## EXERCISE INSTRUCTIONS
In the records below, set out the lines from the one containing "</instance>" through the one containing "rough mask: <svg" as a Markdown table with the columns No. and Text, and leave out any blank lines.

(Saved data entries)
====

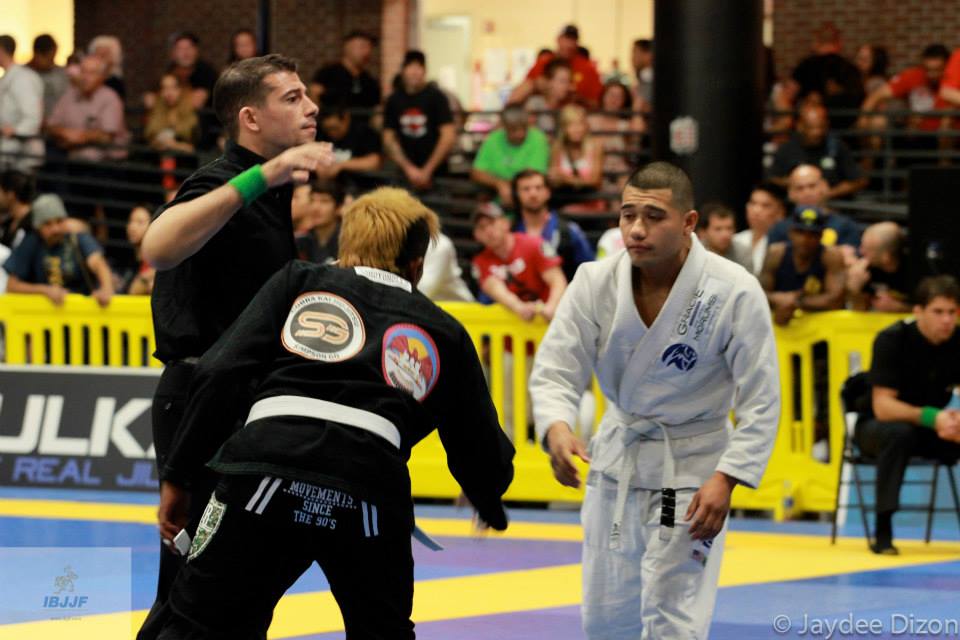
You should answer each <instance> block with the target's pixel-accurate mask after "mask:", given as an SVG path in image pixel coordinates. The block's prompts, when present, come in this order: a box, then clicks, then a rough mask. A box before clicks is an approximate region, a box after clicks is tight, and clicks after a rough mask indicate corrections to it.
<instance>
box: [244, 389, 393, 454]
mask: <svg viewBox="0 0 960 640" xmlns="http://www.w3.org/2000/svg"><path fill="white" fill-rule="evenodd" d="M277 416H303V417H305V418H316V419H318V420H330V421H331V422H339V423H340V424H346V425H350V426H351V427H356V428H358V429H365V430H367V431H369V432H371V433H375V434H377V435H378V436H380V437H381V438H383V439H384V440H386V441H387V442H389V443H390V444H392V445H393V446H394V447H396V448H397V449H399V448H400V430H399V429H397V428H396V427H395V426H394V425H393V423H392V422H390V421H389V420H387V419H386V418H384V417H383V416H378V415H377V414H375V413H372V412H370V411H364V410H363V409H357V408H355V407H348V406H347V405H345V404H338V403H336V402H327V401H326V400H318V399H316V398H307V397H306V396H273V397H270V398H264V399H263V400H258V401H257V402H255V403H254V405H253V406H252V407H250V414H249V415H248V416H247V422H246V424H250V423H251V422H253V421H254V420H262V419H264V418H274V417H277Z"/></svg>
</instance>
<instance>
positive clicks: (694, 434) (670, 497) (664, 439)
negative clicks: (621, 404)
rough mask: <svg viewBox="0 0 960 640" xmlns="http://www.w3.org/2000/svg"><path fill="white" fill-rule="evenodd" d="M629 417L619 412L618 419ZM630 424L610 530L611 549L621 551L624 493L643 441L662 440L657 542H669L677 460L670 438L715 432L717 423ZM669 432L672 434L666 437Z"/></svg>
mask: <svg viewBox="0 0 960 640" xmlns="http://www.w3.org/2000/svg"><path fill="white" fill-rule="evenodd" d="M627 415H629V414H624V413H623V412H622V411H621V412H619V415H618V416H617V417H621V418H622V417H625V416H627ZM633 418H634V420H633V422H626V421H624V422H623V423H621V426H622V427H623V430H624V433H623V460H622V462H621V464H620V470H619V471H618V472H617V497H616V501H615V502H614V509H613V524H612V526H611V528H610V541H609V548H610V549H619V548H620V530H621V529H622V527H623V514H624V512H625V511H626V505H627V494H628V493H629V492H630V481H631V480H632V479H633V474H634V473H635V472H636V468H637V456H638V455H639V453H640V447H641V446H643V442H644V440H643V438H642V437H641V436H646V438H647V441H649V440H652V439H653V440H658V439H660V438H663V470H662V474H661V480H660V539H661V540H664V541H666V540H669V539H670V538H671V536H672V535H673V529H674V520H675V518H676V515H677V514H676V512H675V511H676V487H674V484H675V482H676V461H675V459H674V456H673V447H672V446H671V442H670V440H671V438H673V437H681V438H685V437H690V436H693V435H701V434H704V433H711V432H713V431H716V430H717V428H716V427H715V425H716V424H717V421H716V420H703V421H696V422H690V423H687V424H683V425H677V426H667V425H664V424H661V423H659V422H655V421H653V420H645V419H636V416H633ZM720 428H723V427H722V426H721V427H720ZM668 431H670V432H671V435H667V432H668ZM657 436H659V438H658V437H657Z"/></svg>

====

## TASK SOLUTION
| No. | Text |
|---|---|
| 1 | </instance> |
| 2 | <instance> |
| 3 | positive clicks: (694, 434) (670, 497) (664, 439) |
| 4 | negative clicks: (621, 404) |
| 5 | rough mask: <svg viewBox="0 0 960 640" xmlns="http://www.w3.org/2000/svg"><path fill="white" fill-rule="evenodd" d="M629 417L619 412L618 419ZM630 424L610 530L611 549L621 551L624 493L643 441L662 440L657 542H669L677 460L670 438L715 432L717 423ZM669 432L672 434L666 437Z"/></svg> |